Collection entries
--- begin ---

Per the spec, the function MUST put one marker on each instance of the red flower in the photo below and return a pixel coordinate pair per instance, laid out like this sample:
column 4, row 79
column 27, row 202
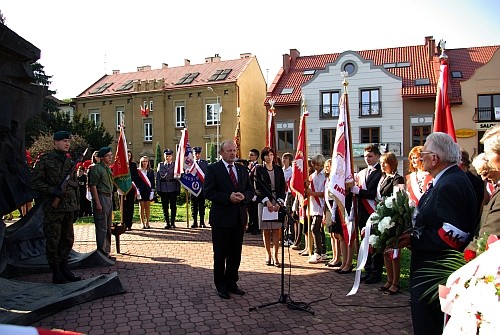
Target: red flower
column 469, row 255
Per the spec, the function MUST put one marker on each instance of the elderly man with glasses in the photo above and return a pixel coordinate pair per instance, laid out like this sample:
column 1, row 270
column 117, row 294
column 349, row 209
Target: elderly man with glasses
column 444, row 220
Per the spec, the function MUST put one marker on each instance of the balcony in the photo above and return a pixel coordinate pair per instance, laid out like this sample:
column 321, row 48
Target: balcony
column 487, row 114
column 358, row 149
column 370, row 109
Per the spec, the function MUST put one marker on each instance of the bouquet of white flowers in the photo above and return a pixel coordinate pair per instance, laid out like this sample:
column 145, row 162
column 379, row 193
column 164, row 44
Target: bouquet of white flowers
column 392, row 217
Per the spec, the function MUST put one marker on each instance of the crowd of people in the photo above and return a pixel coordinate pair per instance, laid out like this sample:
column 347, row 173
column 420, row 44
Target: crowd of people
column 453, row 208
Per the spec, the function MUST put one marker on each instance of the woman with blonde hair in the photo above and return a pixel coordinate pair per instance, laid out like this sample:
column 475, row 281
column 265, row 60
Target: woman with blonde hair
column 145, row 190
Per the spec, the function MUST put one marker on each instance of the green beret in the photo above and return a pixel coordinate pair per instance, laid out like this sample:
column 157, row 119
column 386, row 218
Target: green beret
column 103, row 151
column 61, row 135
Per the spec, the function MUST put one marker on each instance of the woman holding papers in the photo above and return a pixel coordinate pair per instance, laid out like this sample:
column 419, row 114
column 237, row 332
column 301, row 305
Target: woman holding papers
column 269, row 188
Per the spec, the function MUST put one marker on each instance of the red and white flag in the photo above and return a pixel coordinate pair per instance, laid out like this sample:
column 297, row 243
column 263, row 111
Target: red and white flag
column 341, row 175
column 299, row 165
column 443, row 119
column 271, row 129
column 145, row 111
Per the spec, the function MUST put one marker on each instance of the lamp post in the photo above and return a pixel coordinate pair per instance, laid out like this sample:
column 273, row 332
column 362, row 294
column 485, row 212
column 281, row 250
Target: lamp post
column 218, row 115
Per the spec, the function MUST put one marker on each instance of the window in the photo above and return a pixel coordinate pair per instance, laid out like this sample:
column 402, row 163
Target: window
column 327, row 141
column 370, row 135
column 329, row 105
column 419, row 134
column 95, row 117
column 220, row 75
column 148, row 130
column 488, row 107
column 370, row 103
column 180, row 115
column 212, row 114
column 120, row 117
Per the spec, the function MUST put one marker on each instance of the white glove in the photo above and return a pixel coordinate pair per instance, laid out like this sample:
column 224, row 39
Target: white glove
column 355, row 189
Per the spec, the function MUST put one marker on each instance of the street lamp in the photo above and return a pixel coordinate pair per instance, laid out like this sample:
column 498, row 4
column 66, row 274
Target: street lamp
column 218, row 115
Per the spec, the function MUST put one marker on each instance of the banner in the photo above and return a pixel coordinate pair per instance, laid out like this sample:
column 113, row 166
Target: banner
column 443, row 119
column 186, row 169
column 121, row 172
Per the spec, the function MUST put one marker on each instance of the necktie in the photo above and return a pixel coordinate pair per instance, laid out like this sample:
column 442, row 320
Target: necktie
column 232, row 175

--- end ---

Copy all of the lines above word for word, leaving out the pictures.

Per the spec, the function MUST put one marker on each instance of the red flower in the photo below and return a pixel coordinate pair per instance, laid out like this sample:
column 4, row 79
column 27, row 202
Target: red flower
column 469, row 255
Per the spec, the function MUST put one marker on each instance of the elderly man with glasses in the photo above and return a pixel coordinate pair per instance, laid out like this sample:
column 1, row 270
column 117, row 294
column 349, row 209
Target: elderly man with glasses
column 444, row 220
Per the spec, the function MUST put one marker on each instance of the balcony in the photo above and return a pixel coordinate pair per instance, laid out like this sample:
column 321, row 48
Target: balcony
column 487, row 114
column 358, row 149
column 370, row 109
Per the spec, the function MUST put one marker on each instance of the bouquet of white flowers in the photo above and return a pixel coordinate pair per instance, laid out like this sample:
column 145, row 162
column 379, row 193
column 164, row 44
Target: bouquet of white flowers
column 392, row 217
Per the spec, the function MUST put one marker on each instance of the crowd of people in the photo above and return a pixel coordinate pair per instance, laid out like this sample:
column 347, row 173
column 420, row 44
Target: crowd of people
column 453, row 208
Per the spec, the function MUST put one marker on each instance of the woman with blonde hair in the photo above and return a pixel coordinate pair per instance, laid out like this sample:
column 475, row 281
column 265, row 60
Target: woman with blonde hair
column 145, row 190
Per the spec, the function MUST put one marker on each instance of the green beret in the photo above and return a pixel coordinate pair per instance, laid out like this sample:
column 157, row 119
column 386, row 218
Target: green beret
column 103, row 151
column 61, row 135
Per the spec, the function MUST put one marker on each instance of the woman holding papers in the photo above and return a pixel coordinate pair per instance, laid out like this sample:
column 419, row 114
column 237, row 332
column 301, row 305
Target: woman holding papers
column 269, row 188
Per the spec, the function MUST put one marker on each instance of the red and white flag in the photo above and return a pixel coordinate pair per instance, laid out like this sample:
column 297, row 243
column 263, row 111
Target: red and white flag
column 341, row 175
column 299, row 165
column 443, row 119
column 271, row 129
column 145, row 111
Per the spec, the function MUST put one marker on each instance of the lamp post in the photo above and return a pixel coordinate pair per instance, laid out like this sample:
column 273, row 332
column 362, row 294
column 485, row 212
column 281, row 250
Target: lamp post
column 218, row 115
Per the spec, the function MUST put one marker on each instance of the window in the photo above and return a pixel coordinate pair per instance, laid out like this sample:
column 402, row 163
Target: window
column 327, row 141
column 370, row 135
column 329, row 105
column 419, row 134
column 95, row 117
column 220, row 75
column 148, row 130
column 488, row 107
column 370, row 103
column 180, row 115
column 212, row 114
column 120, row 117
Per the spec, the function MUST put one marker on each instance of the white glove in the photo above and return a pixel coordinate pair per instance, laid out like this sample:
column 224, row 39
Target: white glove
column 355, row 189
Per the spec, the function MUST put one marker on each instance of the street lamp in the photo above and return a pixel coordinate pair per instance, laid out like this sample:
column 498, row 4
column 66, row 274
Target: street lamp
column 218, row 115
Per the spec, the function MUST put one marker on each instance of the banner in the photo above and return a pixel coordinate pair per instance, laid out like this sample:
column 113, row 166
Target: banner
column 443, row 119
column 186, row 169
column 121, row 172
Per the spec, the function MUST put one marker on each instance of the necktie in the photo above and return a pixel coordinate pair per instance, laid out like this sample:
column 442, row 320
Target: necktie
column 232, row 175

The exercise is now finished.